Your instructions —
Copy the lines from the start of the records below through the line containing "383V372L456 360L448 361L438", both included, and leave out the pictures.

Task inputs —

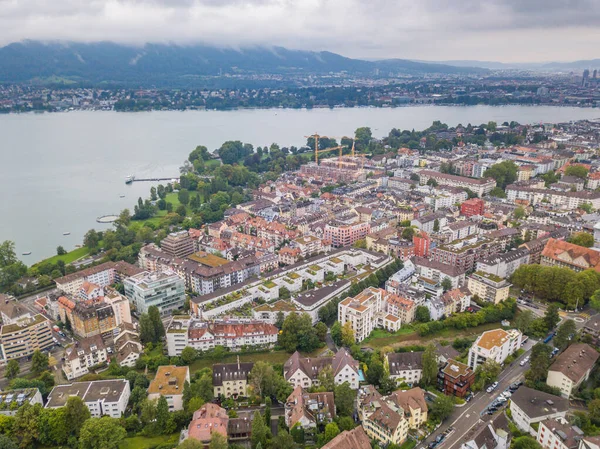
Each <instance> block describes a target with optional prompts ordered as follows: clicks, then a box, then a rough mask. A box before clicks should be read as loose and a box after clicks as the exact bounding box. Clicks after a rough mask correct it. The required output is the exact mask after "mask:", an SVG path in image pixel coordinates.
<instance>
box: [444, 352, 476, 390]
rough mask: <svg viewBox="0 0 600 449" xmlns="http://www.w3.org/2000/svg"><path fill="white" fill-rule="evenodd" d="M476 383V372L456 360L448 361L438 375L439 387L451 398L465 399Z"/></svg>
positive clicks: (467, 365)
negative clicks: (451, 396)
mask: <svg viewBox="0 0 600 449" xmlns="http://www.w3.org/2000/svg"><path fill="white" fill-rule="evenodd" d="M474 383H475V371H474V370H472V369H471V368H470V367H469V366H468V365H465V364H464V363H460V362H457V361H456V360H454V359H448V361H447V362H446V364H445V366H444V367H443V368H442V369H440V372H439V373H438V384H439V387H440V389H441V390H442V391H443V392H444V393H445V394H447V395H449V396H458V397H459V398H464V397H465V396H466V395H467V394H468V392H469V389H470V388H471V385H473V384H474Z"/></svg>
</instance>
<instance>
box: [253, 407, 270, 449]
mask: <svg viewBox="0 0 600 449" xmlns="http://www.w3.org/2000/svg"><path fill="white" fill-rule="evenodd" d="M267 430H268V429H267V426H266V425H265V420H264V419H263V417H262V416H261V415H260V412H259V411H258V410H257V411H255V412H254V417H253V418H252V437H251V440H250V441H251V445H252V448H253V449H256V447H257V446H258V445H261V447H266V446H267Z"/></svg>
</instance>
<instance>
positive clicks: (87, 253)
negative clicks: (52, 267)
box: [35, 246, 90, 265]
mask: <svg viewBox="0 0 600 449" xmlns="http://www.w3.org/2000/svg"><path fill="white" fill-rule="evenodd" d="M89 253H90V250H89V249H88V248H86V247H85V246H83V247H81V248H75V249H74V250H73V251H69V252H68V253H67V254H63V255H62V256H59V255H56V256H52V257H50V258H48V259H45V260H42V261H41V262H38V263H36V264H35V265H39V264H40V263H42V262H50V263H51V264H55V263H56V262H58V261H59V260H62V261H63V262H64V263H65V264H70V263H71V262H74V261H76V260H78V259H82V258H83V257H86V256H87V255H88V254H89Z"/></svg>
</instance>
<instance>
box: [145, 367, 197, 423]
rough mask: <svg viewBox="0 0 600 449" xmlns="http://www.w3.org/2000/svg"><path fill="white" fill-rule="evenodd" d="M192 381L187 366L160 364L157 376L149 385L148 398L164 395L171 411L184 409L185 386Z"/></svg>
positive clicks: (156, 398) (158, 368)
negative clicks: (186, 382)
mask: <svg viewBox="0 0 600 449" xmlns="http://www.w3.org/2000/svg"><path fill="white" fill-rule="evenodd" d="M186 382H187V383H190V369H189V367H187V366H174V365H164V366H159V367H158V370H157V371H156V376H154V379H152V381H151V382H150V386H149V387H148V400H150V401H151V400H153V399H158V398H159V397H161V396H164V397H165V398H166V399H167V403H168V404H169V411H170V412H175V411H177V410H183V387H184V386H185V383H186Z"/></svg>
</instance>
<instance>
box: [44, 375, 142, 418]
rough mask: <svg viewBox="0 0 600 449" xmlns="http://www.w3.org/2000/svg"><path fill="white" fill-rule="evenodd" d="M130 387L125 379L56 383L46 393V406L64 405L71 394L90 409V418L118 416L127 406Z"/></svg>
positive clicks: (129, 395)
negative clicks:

Solution below —
Each <instance> block describes a target with optional prompts ordered as follows: clicks, then a box, then a rough mask. A box before clicks should be read as loose and a box after clicks as the exact bounding box. Clicks after a rough mask correct it. The required output is the exact mask after "mask:", an SVG path in image pixel coordinates.
<instance>
box: [444, 352, 476, 390]
rough mask: <svg viewBox="0 0 600 449" xmlns="http://www.w3.org/2000/svg"><path fill="white" fill-rule="evenodd" d="M476 383V372L456 360L448 361L438 375L439 387L451 398L465 399Z"/></svg>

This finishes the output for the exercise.